● The input

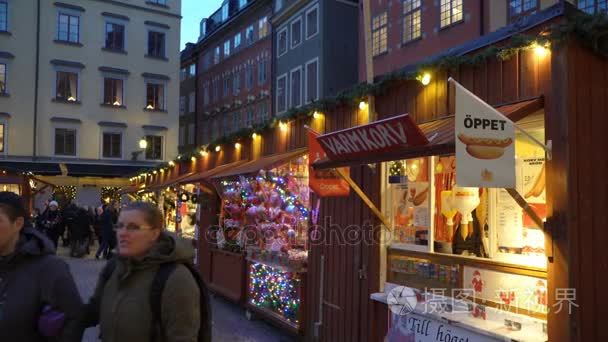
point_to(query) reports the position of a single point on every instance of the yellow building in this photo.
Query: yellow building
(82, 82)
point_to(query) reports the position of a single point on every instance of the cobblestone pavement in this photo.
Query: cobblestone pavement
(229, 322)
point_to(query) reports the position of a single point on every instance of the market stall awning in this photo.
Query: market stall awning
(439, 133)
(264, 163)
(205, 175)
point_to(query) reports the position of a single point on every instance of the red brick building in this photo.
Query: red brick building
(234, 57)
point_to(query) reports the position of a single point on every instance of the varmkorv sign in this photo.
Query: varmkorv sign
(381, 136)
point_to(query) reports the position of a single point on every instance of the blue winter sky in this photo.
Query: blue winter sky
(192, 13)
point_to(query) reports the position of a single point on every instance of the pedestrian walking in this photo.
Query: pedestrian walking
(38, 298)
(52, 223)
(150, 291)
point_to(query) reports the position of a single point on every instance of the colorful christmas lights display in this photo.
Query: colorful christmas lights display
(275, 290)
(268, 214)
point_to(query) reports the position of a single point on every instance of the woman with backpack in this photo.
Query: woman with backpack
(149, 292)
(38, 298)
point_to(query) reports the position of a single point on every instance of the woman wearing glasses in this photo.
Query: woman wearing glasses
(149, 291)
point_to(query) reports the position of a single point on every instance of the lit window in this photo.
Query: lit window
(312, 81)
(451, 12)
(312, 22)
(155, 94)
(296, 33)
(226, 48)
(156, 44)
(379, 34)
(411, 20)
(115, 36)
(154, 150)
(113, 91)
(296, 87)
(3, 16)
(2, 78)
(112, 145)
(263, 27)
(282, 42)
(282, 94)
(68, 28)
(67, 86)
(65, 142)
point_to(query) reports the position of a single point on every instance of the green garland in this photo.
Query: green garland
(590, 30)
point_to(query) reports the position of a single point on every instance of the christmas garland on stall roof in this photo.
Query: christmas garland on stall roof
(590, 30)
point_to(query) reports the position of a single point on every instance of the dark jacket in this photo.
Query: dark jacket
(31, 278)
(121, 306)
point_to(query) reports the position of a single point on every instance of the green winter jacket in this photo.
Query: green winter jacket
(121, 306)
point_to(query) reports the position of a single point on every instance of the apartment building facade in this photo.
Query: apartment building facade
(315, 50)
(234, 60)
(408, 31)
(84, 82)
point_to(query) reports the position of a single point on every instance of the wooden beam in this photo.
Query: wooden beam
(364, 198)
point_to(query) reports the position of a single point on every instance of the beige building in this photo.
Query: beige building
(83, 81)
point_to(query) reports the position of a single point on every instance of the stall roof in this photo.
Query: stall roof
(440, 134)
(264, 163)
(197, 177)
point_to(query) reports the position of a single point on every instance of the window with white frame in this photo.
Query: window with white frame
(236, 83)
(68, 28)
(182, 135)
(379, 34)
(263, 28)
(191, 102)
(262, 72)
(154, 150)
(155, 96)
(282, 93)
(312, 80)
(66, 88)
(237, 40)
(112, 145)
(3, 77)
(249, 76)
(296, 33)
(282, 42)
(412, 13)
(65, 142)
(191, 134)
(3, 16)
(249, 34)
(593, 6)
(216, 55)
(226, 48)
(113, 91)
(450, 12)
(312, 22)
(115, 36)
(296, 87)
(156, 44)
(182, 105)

---

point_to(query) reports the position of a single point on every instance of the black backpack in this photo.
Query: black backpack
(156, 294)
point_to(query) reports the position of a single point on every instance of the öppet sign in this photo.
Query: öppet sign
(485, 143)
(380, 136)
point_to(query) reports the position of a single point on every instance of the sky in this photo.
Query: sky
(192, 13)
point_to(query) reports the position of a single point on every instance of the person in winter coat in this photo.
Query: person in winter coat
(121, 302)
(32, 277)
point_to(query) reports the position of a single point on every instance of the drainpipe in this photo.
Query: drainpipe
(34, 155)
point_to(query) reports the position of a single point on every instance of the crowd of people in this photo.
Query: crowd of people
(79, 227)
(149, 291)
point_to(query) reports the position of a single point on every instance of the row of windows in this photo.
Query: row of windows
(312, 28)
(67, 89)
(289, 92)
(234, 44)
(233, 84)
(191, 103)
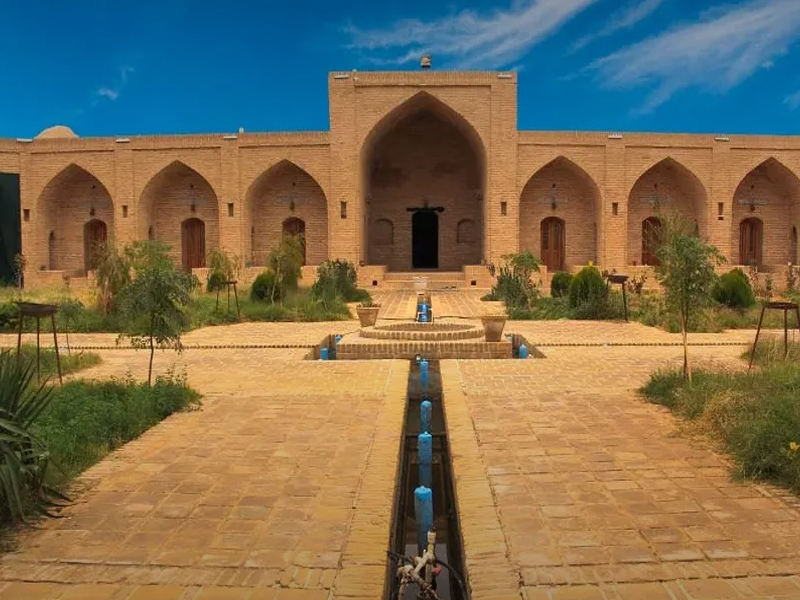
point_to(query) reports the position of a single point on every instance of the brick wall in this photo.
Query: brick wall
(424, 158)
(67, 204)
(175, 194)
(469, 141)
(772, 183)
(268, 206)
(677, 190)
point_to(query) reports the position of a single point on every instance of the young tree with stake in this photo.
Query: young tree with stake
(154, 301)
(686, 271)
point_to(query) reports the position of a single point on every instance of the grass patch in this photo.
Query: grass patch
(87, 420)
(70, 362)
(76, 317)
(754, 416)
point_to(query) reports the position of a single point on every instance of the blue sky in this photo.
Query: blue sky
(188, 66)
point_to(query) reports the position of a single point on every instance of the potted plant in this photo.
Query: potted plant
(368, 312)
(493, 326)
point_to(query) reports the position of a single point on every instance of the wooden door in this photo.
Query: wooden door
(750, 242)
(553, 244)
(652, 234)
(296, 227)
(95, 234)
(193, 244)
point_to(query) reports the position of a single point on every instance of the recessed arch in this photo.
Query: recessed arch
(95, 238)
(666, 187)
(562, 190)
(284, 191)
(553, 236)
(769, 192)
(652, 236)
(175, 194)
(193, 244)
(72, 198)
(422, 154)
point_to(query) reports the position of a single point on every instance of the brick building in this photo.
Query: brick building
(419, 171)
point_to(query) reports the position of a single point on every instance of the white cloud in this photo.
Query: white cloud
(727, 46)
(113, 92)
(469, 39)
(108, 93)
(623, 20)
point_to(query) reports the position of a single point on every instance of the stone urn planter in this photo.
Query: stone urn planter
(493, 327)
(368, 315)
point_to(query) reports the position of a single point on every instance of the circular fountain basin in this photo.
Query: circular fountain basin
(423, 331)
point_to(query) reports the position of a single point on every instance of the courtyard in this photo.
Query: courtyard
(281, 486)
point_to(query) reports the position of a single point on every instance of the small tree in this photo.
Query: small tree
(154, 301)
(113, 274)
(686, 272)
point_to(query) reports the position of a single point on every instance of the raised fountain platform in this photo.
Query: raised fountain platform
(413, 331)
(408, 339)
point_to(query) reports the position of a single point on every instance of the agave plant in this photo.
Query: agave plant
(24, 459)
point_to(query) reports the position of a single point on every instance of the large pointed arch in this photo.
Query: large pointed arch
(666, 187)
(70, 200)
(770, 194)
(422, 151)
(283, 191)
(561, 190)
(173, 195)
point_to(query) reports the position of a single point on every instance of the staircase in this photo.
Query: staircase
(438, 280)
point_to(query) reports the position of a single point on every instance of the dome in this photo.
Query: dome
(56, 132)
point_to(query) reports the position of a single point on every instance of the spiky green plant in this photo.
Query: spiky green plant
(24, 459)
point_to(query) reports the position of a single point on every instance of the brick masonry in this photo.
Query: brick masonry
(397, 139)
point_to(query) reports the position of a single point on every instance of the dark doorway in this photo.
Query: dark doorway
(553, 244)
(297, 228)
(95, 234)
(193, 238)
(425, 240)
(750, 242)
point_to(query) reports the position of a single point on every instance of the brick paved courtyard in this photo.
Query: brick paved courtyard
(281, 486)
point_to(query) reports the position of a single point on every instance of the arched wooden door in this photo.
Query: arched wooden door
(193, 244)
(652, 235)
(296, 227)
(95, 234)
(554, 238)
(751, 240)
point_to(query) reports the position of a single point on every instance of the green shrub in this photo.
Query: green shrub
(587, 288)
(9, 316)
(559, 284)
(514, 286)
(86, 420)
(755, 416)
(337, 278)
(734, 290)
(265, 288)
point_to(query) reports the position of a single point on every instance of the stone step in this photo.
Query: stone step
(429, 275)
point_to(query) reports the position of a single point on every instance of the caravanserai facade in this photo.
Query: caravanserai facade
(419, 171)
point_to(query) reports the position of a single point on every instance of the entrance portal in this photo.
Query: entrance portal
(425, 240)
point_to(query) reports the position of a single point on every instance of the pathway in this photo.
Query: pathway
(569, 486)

...

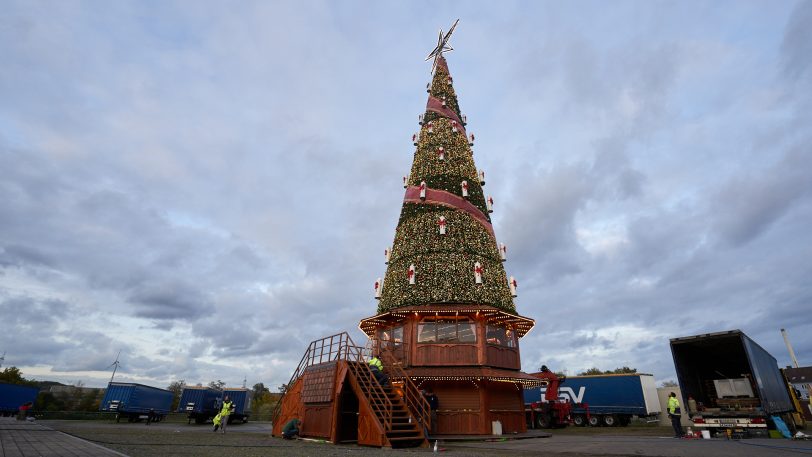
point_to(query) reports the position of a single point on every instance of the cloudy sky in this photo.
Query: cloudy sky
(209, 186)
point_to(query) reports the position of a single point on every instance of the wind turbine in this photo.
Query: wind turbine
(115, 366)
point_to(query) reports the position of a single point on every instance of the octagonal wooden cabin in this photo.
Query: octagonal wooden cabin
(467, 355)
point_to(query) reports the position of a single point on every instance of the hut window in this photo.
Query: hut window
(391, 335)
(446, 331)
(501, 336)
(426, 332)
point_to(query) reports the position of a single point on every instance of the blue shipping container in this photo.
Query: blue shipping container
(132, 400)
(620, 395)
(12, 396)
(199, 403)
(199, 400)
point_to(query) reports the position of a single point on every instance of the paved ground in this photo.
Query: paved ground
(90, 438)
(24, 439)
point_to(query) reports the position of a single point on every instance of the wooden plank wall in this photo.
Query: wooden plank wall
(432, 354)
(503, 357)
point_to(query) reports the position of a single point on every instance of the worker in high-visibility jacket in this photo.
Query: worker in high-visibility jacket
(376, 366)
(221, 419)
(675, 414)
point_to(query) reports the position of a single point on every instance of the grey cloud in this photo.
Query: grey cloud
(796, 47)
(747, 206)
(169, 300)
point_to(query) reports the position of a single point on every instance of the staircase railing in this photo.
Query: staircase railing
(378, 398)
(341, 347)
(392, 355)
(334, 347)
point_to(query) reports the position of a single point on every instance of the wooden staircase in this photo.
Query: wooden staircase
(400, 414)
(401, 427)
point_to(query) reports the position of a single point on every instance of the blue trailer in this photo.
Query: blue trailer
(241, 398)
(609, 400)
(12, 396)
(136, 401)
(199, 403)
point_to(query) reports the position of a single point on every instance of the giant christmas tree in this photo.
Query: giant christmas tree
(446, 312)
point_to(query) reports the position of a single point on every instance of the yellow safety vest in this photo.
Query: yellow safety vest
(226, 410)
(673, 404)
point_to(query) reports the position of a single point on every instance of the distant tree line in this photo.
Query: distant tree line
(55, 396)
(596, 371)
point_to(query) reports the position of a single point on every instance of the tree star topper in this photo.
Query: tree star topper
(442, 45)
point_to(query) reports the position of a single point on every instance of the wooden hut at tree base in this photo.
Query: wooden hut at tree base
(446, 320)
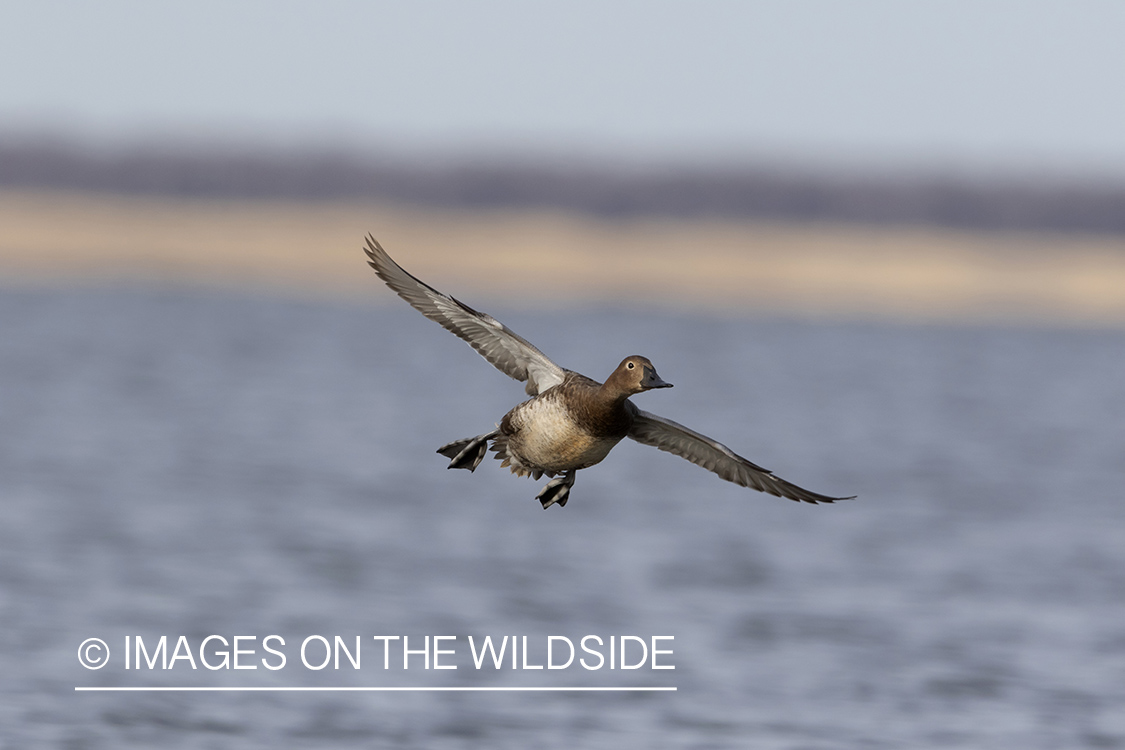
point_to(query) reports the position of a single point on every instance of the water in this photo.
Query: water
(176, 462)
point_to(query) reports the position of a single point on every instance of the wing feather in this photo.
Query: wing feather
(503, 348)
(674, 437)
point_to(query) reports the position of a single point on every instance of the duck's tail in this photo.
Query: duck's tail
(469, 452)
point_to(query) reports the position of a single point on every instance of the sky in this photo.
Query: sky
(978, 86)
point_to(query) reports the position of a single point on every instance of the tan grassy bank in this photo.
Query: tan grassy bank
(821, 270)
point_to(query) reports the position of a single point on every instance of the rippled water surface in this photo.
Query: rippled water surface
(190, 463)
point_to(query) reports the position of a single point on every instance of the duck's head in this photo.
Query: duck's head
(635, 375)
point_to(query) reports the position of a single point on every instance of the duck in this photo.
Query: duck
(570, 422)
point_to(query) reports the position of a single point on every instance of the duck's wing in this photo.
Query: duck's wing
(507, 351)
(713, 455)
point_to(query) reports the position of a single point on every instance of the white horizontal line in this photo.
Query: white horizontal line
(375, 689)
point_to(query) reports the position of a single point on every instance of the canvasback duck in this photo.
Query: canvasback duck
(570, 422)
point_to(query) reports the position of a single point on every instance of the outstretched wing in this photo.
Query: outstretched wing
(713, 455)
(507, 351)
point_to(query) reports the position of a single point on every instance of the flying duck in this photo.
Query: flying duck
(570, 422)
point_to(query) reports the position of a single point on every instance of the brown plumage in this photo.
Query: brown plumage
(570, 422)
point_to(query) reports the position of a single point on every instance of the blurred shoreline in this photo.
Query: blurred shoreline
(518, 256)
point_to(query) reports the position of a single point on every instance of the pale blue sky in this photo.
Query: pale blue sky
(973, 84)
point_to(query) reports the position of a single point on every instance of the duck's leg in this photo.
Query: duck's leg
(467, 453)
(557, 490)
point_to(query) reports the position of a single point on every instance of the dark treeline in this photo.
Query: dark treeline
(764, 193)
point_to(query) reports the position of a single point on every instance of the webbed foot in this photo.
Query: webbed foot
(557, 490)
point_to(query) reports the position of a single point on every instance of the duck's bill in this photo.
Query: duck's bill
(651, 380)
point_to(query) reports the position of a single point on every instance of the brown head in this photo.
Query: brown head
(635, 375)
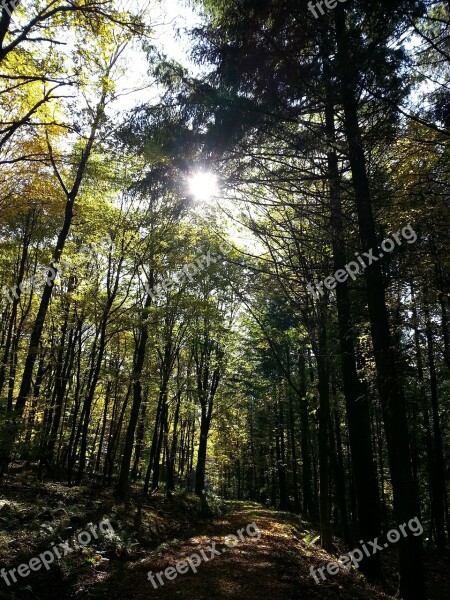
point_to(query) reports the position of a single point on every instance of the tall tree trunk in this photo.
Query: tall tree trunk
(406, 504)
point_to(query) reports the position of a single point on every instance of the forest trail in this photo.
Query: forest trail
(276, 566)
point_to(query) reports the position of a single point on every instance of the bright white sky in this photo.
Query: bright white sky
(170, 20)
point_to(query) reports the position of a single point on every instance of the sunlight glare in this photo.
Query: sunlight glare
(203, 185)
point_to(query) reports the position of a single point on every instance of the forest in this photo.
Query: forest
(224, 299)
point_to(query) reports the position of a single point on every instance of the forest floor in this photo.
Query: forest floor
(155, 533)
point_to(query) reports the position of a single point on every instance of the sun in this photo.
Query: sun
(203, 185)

● Exercise requirements
Collect every line of the records above that contains the string "visibility", matching its case exactly.

● The completed task
point_to(query) reports the position of a single point on every instance of the worker in high-visibility jacket in this photo.
Query: worker in high-visibility jacket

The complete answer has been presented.